Task brief: Give only the number of lines in the records below that contain the string "truck", counting only matches with the same letter case.

Data items:
┌────────

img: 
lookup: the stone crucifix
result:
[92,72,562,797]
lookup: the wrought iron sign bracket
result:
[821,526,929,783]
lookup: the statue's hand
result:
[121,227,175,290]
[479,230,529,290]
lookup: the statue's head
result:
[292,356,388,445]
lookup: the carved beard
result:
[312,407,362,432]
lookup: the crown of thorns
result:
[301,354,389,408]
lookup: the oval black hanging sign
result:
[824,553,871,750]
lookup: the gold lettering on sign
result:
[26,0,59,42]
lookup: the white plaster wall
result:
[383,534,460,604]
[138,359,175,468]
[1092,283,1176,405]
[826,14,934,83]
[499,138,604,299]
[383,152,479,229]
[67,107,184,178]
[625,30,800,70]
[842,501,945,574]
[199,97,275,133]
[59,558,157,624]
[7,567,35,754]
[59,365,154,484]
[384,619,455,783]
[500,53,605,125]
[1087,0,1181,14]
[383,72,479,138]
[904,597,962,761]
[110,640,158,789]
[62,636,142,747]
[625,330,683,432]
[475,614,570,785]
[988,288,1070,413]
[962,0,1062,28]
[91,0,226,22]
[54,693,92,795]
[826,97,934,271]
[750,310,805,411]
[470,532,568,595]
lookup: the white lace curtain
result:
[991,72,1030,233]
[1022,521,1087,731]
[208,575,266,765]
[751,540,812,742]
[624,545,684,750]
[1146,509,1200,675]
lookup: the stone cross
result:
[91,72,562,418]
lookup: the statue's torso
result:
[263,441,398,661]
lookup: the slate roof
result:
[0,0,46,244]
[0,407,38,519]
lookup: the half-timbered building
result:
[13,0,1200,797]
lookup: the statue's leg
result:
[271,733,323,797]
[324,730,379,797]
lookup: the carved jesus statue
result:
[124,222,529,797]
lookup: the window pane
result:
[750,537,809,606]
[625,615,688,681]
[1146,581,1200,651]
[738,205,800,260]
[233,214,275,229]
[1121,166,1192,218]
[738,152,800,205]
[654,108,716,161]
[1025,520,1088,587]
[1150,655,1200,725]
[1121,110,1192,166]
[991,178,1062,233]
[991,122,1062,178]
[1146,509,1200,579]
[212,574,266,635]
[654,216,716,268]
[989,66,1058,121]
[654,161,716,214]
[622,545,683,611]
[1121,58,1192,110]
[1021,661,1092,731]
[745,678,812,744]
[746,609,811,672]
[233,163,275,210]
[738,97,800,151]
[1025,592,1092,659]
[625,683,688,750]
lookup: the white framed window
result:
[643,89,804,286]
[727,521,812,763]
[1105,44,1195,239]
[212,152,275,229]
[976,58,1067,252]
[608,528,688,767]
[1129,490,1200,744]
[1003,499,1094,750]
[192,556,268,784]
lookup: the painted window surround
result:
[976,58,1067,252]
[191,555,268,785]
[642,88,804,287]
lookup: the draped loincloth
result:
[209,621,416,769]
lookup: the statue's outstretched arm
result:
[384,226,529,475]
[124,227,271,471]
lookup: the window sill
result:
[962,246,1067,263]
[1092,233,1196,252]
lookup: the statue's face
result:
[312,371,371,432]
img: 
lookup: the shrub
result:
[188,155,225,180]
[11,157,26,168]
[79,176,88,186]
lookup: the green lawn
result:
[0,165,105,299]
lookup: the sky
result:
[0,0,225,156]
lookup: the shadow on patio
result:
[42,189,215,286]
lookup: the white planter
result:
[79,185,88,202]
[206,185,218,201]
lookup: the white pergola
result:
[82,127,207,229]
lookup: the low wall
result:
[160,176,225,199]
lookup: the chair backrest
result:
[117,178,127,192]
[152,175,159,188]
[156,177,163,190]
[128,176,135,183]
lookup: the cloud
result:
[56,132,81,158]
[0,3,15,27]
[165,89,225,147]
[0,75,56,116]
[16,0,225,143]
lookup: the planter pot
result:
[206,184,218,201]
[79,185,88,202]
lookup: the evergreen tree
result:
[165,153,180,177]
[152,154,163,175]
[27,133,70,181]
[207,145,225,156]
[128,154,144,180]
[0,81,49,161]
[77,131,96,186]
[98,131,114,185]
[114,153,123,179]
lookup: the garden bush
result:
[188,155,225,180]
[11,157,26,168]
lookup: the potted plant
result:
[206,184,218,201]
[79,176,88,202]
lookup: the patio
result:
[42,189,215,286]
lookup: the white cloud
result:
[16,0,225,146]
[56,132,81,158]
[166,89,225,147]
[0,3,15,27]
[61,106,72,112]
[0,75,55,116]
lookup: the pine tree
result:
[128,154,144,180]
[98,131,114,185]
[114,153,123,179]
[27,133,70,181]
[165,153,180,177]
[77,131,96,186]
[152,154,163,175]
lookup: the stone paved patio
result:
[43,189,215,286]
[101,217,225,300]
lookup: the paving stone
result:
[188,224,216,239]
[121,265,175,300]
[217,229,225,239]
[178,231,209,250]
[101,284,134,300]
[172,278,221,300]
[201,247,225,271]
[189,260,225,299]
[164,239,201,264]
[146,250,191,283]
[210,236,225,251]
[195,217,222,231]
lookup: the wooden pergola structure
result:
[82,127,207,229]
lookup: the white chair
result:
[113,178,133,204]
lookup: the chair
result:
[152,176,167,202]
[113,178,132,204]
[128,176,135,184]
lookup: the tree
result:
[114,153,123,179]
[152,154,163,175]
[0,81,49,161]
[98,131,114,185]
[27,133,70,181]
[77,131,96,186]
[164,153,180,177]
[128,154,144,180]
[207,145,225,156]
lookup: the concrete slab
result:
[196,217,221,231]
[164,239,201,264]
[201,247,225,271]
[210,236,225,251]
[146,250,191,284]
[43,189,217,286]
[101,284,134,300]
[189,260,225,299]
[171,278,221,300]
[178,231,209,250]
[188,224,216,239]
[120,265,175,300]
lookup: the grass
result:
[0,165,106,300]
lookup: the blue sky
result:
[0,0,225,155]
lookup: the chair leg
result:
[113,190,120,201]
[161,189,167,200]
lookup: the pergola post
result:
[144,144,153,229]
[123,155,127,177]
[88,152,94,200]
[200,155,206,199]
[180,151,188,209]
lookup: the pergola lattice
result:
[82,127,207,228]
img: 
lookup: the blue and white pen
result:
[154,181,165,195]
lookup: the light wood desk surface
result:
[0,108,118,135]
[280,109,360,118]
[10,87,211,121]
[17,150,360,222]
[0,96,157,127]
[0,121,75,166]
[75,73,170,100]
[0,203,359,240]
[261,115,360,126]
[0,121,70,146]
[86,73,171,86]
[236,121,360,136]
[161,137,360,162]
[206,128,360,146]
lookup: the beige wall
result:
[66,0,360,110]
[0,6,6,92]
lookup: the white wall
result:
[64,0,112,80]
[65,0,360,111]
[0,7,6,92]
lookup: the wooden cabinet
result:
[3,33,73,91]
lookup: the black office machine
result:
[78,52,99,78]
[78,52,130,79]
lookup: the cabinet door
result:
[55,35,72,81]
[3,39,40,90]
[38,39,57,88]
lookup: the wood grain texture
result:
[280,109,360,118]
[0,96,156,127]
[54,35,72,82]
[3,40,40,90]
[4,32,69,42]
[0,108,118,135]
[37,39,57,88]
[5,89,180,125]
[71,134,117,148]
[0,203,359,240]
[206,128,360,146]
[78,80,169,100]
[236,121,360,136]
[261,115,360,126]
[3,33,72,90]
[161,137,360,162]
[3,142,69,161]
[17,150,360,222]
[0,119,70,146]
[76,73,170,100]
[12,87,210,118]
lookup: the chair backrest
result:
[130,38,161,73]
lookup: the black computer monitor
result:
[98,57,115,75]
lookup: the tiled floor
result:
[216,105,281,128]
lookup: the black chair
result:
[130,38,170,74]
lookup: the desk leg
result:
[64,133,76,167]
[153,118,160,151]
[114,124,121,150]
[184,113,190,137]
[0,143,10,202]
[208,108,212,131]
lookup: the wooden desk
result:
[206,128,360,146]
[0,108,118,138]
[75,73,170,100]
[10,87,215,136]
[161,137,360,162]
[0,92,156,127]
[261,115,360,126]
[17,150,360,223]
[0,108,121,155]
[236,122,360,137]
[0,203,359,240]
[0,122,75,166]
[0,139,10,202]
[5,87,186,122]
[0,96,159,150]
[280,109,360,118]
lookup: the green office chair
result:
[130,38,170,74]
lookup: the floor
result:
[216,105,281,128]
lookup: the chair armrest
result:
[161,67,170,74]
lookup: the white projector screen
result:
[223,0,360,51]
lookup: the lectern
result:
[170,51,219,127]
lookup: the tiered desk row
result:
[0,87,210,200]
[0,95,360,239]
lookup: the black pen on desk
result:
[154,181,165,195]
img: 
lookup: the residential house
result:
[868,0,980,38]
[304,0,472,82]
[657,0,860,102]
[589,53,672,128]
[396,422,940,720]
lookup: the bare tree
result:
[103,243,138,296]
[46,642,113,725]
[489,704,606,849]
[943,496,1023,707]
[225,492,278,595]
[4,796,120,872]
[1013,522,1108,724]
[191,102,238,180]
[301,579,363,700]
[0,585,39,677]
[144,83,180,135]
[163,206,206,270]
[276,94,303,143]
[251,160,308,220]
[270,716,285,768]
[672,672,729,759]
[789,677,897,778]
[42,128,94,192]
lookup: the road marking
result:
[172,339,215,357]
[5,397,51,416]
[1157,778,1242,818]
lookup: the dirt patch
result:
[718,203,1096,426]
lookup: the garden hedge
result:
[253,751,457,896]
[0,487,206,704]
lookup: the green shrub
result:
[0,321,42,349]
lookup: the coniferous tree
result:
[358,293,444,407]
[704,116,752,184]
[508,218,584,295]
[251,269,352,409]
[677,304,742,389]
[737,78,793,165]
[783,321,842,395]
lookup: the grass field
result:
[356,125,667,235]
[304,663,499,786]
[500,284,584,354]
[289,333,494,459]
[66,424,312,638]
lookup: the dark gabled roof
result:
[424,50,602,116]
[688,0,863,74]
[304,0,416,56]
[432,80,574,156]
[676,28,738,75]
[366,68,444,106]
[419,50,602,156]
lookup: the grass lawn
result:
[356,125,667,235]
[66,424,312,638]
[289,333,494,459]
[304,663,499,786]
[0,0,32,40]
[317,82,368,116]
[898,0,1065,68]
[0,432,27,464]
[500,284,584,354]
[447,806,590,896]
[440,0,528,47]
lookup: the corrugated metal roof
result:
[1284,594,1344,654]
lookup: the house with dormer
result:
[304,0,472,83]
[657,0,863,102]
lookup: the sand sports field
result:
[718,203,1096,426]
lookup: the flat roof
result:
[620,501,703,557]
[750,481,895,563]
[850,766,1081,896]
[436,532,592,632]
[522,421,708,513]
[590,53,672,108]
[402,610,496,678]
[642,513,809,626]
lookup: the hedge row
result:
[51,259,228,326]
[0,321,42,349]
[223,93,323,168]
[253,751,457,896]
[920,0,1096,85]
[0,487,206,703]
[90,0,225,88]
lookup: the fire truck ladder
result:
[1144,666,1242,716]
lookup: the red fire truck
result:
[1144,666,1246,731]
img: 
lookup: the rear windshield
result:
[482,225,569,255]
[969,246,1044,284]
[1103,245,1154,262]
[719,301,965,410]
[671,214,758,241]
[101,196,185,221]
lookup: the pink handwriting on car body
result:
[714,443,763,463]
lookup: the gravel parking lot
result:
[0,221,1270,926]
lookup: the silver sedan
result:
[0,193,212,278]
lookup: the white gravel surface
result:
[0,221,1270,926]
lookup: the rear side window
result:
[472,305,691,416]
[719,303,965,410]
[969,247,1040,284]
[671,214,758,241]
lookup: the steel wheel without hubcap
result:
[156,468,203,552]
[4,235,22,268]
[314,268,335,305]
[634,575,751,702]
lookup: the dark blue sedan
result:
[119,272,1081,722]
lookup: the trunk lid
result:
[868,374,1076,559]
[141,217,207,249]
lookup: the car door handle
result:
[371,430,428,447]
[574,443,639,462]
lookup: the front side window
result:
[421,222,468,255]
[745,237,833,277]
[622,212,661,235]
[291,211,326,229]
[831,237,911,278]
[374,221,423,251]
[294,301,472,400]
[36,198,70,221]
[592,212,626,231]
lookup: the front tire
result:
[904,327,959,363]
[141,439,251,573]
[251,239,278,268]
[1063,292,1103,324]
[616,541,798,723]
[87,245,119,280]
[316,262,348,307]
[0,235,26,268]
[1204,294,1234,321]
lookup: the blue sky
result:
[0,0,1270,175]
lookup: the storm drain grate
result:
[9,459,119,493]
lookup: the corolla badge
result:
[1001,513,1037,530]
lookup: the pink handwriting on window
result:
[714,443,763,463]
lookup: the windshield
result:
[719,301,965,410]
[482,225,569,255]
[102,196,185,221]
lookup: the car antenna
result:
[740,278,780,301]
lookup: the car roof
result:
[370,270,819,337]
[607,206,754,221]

└────────

Written response: 2